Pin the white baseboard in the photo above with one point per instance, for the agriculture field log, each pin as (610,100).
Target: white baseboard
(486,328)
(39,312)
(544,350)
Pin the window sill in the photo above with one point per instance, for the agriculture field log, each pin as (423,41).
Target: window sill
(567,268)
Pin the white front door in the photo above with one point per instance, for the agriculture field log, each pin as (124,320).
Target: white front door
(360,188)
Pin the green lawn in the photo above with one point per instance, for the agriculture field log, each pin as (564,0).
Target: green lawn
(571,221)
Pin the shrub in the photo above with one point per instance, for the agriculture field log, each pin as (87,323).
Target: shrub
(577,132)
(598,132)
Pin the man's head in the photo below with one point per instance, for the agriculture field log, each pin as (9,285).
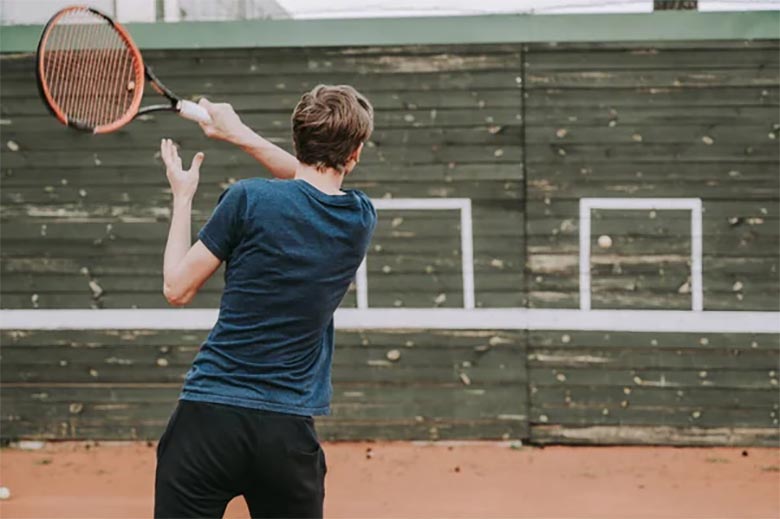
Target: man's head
(330,125)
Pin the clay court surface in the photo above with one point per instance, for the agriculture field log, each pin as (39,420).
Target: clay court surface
(397,480)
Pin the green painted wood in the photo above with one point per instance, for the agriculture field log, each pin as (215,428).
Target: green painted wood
(655,435)
(690,26)
(444,385)
(524,131)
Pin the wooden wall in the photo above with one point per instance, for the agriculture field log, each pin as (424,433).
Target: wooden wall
(524,132)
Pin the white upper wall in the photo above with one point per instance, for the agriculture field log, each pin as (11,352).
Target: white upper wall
(38,11)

★ ★ ★

Copy all of the rows above word for word, from the first to the last, and leave the picture out.

**THE COMPLETED TASK:**
Pin the white baseboard in the photo above with one point per instance, for the agriculture field log, each pin as (610,100).
Target: white baseboard
(486,328)
(39,312)
(544,350)
Pin the window sill in the photo above with one point per instance, for the agriculture field log, each pin as (423,41).
Target: window sill
(567,268)
Pin the white front door in the photo above with one point per instance, for the agriculture field log, each pin as (124,320).
Target: white front door
(360,188)
Pin the green lawn in the photo above with one point per instance, for the agriculture field log, each pin as (564,0).
Target: green lawn
(571,221)
Pin the shrub in the photo above with one point per instance, for the agriculture field log, each pin as (87,323).
Target: shrub
(577,132)
(598,132)
Pin the man's head in the photo below with one point per instance, for the agriculture field log, each pin as (9,285).
Target: man's head
(330,125)
Pin the clay court surface in the photo above with one point per instance, for the agriculture field log, each pin as (39,420).
Target: clay court surface
(397,480)
Pin the green painted wood in the photo above with one point per instance, for the agriculture field log, each pin as (215,428).
Target: green painted wood
(655,435)
(690,26)
(444,385)
(524,131)
Pin the wooden wall in the photo above with one point per instance, for the agriculture field log, each pin as (424,433).
Target: wooden wall
(524,132)
Pin the white upper wall in the photo above with one point per instance, for the agriculture field log, each pin as (11,352).
Target: white upper wall
(38,11)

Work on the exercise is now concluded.